■ Rows from a dataset
◇ ◇ ◇ ◇

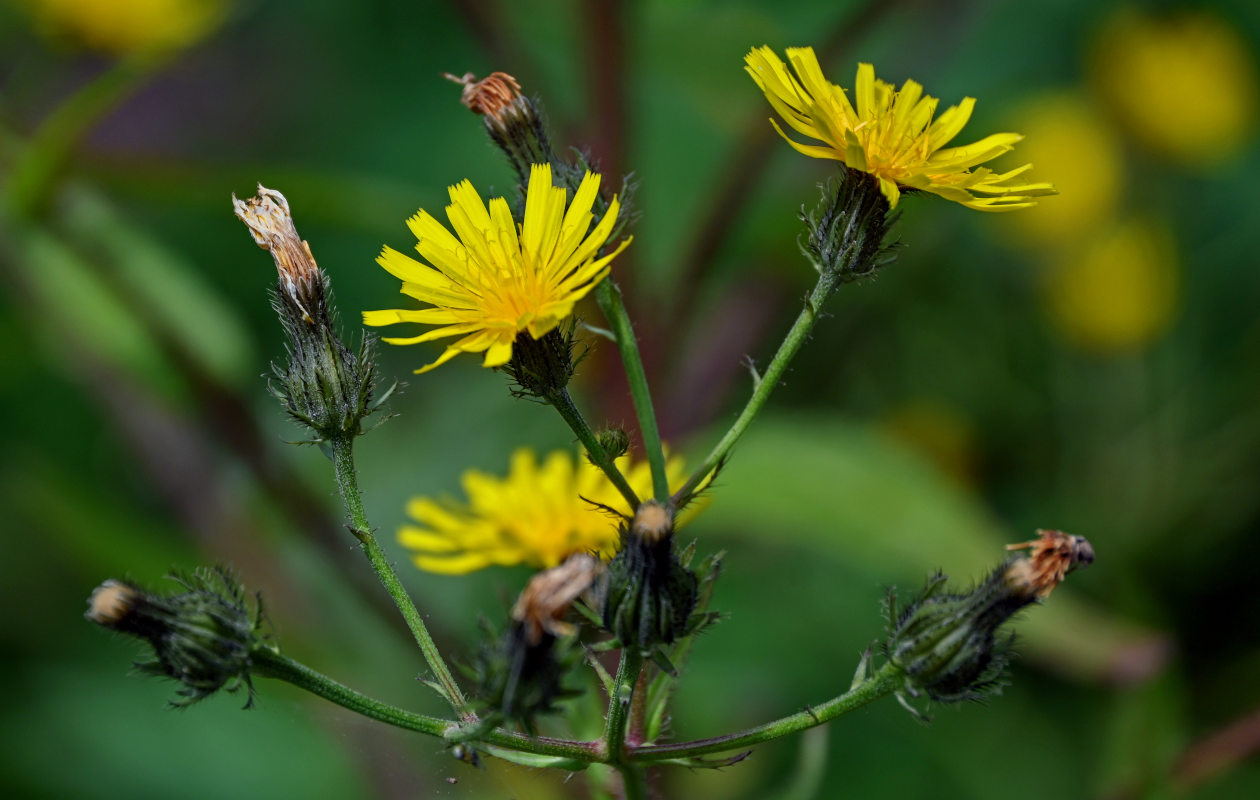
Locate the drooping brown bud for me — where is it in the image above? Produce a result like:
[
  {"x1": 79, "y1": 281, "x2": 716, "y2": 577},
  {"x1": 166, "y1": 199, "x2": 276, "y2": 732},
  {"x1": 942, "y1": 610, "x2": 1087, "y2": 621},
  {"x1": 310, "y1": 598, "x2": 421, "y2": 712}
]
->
[
  {"x1": 1005, "y1": 530, "x2": 1094, "y2": 598},
  {"x1": 442, "y1": 72, "x2": 520, "y2": 120},
  {"x1": 512, "y1": 553, "x2": 604, "y2": 645}
]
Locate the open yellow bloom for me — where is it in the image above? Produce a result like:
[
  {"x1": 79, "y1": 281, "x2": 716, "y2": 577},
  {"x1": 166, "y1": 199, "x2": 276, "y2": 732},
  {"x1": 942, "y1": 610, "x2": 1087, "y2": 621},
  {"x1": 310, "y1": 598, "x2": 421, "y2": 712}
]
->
[
  {"x1": 363, "y1": 164, "x2": 630, "y2": 373},
  {"x1": 743, "y1": 47, "x2": 1055, "y2": 212},
  {"x1": 18, "y1": 0, "x2": 228, "y2": 57},
  {"x1": 398, "y1": 447, "x2": 687, "y2": 574}
]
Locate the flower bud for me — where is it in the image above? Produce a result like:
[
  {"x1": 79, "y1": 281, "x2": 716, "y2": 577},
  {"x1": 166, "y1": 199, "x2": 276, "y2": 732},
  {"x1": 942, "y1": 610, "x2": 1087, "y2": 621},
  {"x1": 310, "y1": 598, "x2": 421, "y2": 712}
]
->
[
  {"x1": 232, "y1": 185, "x2": 388, "y2": 441},
  {"x1": 885, "y1": 530, "x2": 1094, "y2": 703},
  {"x1": 473, "y1": 553, "x2": 604, "y2": 732},
  {"x1": 444, "y1": 72, "x2": 557, "y2": 184},
  {"x1": 83, "y1": 568, "x2": 273, "y2": 708},
  {"x1": 595, "y1": 500, "x2": 698, "y2": 650}
]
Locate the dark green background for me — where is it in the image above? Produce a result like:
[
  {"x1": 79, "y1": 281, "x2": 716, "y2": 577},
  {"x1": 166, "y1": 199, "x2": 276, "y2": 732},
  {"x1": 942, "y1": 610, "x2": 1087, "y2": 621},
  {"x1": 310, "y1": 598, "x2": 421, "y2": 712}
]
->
[{"x1": 0, "y1": 0, "x2": 1260, "y2": 799}]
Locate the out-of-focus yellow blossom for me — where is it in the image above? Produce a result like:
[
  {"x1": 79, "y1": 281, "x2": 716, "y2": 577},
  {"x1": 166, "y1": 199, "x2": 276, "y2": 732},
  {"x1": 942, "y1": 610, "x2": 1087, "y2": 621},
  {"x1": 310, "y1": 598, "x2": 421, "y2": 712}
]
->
[
  {"x1": 16, "y1": 0, "x2": 228, "y2": 57},
  {"x1": 743, "y1": 47, "x2": 1055, "y2": 212},
  {"x1": 1094, "y1": 9, "x2": 1260, "y2": 165},
  {"x1": 1013, "y1": 92, "x2": 1124, "y2": 244},
  {"x1": 1046, "y1": 219, "x2": 1178, "y2": 353},
  {"x1": 879, "y1": 399, "x2": 975, "y2": 486},
  {"x1": 398, "y1": 449, "x2": 687, "y2": 574},
  {"x1": 363, "y1": 164, "x2": 630, "y2": 373}
]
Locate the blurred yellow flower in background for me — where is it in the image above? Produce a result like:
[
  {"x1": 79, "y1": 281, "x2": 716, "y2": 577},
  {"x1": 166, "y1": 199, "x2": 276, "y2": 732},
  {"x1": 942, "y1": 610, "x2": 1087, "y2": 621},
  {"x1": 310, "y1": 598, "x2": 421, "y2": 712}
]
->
[
  {"x1": 743, "y1": 47, "x2": 1055, "y2": 212},
  {"x1": 363, "y1": 164, "x2": 633, "y2": 373},
  {"x1": 398, "y1": 447, "x2": 687, "y2": 574},
  {"x1": 1012, "y1": 91, "x2": 1125, "y2": 244},
  {"x1": 1045, "y1": 219, "x2": 1178, "y2": 353},
  {"x1": 16, "y1": 0, "x2": 228, "y2": 57},
  {"x1": 1092, "y1": 9, "x2": 1260, "y2": 165}
]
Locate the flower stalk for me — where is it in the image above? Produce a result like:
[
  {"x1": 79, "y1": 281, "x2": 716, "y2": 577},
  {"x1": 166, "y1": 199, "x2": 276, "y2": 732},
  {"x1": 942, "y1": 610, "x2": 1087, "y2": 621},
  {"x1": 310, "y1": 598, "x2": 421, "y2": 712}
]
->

◇ ◇ ◇ ◇

■ GOAL
Find every line in the entries above that contains the word "flower", and copy each one out.

■ FULL OUTPUT
Locate the flower bud for me — where is it in the image above? Produce a result like:
Locate the blurred yellow flower in background for me — where is it in the image above? Produce a result like:
Locate the flower stalk for me — where is it in the image above? Produce a result like:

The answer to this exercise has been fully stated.